-- Material for this task --
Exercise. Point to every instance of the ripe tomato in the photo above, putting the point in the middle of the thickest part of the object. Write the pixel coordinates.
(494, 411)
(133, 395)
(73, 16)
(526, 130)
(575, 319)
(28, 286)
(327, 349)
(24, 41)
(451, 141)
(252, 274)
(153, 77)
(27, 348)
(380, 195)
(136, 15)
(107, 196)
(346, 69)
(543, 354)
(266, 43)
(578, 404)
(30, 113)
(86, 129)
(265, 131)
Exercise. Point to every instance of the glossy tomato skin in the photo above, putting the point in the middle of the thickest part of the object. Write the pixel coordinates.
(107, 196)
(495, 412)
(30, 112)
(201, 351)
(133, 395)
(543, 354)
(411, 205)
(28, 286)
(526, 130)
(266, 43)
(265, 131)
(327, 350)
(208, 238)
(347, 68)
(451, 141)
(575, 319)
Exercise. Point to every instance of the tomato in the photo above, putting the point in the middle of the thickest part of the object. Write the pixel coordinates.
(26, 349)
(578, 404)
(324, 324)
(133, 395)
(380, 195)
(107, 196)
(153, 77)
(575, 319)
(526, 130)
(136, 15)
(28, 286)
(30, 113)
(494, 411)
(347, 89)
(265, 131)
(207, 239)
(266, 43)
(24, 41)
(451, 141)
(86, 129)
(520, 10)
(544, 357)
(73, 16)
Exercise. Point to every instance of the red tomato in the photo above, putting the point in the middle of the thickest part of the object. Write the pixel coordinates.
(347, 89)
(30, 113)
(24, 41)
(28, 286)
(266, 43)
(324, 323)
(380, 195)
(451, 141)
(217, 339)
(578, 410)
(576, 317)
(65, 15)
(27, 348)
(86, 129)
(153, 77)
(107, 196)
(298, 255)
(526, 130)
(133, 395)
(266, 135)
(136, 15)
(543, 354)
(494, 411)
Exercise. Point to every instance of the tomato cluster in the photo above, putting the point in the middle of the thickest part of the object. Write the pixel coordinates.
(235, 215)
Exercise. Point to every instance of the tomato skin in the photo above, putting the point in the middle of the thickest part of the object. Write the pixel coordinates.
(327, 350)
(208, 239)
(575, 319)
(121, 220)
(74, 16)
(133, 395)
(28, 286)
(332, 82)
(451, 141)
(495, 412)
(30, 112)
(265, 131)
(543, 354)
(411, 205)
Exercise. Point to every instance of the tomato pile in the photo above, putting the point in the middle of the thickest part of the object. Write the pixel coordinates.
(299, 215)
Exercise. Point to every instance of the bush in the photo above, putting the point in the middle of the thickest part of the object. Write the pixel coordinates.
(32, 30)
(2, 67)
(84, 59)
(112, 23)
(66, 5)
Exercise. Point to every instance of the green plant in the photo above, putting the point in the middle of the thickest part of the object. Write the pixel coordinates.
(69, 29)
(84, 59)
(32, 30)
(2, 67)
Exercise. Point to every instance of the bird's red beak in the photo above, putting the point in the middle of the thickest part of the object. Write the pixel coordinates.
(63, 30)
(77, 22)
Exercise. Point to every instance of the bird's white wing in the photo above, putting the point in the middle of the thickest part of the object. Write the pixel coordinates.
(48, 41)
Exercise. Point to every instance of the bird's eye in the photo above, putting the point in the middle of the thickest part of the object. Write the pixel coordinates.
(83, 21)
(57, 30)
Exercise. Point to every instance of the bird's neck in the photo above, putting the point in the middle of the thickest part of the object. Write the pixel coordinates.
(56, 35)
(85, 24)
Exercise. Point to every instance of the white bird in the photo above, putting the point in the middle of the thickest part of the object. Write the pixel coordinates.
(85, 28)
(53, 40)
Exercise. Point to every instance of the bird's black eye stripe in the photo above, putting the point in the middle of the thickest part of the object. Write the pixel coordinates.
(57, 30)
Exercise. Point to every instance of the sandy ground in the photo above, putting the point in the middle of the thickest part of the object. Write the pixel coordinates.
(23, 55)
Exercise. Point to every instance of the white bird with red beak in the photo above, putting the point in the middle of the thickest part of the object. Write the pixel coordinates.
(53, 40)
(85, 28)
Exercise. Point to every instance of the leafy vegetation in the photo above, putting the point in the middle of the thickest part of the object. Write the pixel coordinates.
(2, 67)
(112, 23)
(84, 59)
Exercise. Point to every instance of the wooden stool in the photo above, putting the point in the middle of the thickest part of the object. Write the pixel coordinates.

-- Requirements --
Take the line holding "Exercise. Point to every instance of the white bird with" and all lines after it through the end of the data, and set them down exactly.

-- Written solution --
Exercise. Point to every instance of the white bird with red beak in the photo above, putting the point in the middle of the thickest part of the object. Write the pixel coordinates.
(53, 40)
(85, 28)
Exercise. Point to every instance of the leafy vegetation in the photo above, putting the point in the middle of the thickest part of the object. Write the pixel coordinates.
(2, 67)
(112, 23)
(84, 59)
Exercise. Point to every instance of the wooden stool in the photo above, putting the point in the middle of the thickest part of the object. Write the pixel coordinates.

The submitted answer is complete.